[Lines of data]
start

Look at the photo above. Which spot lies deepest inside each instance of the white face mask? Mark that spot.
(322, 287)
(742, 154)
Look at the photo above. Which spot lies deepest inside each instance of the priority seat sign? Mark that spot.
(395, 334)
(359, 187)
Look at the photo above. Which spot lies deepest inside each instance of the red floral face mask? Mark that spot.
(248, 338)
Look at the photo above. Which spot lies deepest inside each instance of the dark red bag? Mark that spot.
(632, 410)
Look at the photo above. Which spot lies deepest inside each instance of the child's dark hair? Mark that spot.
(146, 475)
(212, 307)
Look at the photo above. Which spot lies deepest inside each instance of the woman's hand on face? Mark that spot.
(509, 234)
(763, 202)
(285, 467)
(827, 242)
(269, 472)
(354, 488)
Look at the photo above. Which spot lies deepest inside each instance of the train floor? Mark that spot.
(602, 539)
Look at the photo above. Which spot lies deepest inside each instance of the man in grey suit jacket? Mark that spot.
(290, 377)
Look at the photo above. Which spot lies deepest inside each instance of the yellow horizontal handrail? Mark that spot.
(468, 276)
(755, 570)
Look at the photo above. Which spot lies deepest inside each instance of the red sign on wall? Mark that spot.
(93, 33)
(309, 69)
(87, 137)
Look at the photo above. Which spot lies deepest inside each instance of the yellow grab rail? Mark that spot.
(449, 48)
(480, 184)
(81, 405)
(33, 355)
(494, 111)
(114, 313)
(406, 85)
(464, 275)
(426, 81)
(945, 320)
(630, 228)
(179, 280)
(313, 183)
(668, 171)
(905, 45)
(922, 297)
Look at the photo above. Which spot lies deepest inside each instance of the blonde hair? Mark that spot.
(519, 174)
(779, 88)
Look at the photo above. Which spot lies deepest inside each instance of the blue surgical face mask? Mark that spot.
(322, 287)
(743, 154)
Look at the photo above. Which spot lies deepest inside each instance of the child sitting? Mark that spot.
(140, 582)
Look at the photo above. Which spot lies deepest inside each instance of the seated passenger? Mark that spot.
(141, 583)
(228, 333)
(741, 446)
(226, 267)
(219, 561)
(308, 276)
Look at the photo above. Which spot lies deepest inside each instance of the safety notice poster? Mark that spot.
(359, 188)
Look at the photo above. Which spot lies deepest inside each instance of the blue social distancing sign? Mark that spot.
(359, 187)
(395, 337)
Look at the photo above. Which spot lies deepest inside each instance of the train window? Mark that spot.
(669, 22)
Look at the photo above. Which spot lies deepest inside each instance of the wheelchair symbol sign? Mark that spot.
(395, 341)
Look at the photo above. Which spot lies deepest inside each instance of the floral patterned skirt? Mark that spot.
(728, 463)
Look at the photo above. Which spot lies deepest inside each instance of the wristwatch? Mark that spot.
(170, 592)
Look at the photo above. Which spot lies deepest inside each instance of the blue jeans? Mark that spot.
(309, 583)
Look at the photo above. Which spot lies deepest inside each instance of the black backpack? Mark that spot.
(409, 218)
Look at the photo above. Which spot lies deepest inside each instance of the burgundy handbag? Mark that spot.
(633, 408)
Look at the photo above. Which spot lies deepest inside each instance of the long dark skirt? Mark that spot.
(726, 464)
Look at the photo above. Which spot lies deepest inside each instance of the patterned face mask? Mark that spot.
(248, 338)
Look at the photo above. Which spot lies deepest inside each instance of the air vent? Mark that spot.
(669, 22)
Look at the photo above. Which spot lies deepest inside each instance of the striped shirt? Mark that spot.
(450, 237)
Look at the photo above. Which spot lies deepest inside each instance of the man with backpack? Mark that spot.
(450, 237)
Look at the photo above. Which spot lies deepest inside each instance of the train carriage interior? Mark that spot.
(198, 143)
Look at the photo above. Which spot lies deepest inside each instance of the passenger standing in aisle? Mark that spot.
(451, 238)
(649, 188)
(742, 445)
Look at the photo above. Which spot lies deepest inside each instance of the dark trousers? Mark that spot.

end
start

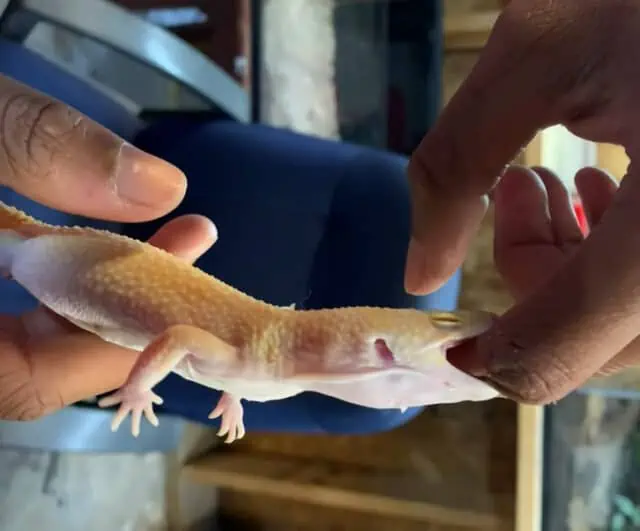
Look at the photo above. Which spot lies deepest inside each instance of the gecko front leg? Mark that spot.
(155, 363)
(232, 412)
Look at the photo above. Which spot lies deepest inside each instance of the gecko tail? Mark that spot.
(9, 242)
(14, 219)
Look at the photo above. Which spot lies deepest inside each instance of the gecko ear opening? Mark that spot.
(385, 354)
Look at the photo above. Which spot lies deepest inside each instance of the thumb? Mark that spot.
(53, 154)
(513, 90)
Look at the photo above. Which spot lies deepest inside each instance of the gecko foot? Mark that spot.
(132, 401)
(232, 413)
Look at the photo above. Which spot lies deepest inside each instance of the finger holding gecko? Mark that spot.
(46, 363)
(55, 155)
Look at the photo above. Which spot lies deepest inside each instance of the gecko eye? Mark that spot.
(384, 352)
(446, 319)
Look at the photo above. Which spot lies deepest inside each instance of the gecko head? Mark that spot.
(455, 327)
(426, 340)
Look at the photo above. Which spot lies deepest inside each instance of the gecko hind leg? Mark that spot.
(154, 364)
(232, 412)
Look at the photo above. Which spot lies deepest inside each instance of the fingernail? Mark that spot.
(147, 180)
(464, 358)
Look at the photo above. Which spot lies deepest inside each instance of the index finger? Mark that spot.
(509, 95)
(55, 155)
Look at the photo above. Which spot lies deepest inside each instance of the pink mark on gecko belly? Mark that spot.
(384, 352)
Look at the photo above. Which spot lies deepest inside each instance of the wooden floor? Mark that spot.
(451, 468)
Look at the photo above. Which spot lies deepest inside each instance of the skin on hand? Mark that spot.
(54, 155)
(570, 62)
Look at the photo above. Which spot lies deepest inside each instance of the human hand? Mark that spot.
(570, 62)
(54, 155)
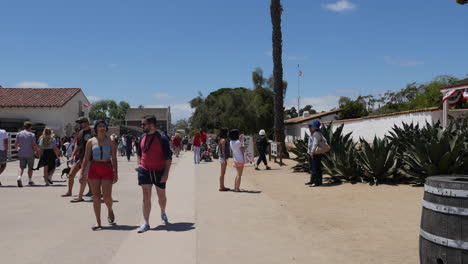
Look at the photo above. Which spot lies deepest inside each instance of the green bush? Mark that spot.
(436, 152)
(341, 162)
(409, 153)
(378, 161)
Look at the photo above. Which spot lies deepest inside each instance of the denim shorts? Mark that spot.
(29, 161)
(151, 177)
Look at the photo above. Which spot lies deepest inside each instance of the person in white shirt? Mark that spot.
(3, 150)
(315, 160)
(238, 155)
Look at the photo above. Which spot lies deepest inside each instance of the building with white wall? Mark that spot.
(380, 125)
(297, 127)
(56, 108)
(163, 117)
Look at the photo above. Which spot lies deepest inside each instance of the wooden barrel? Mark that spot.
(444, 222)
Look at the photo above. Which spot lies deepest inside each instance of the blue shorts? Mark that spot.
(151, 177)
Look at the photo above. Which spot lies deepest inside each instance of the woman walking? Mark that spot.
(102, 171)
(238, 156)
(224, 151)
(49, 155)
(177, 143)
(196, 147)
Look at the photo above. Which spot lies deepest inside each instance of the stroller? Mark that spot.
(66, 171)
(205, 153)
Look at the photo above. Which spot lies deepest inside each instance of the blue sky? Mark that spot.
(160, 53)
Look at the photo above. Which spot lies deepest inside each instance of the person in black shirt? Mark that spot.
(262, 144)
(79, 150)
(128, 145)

end
start

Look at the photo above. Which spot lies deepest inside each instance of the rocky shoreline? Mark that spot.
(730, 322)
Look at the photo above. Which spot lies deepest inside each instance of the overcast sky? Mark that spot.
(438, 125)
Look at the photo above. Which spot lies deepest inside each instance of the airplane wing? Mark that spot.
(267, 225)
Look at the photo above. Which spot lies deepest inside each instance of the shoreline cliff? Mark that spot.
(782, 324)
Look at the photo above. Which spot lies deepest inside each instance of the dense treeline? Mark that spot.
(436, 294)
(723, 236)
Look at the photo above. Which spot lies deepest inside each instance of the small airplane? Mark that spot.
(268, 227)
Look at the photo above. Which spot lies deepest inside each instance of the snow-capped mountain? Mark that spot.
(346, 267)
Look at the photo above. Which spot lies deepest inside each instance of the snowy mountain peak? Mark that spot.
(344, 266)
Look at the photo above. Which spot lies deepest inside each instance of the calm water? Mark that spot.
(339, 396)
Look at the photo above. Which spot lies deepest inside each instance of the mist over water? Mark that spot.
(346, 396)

end

## Task objective
Report each row above that contains the string "backpack", copying every such row in full. Case counts when matching.

## Expected output
Look at the photo above. Which spot lies deepest inside each instance of the black backpack? Mark that spot.
Look at the photo above. Which spot lies deepest inside each instance of the man with backpack? Mark that spot.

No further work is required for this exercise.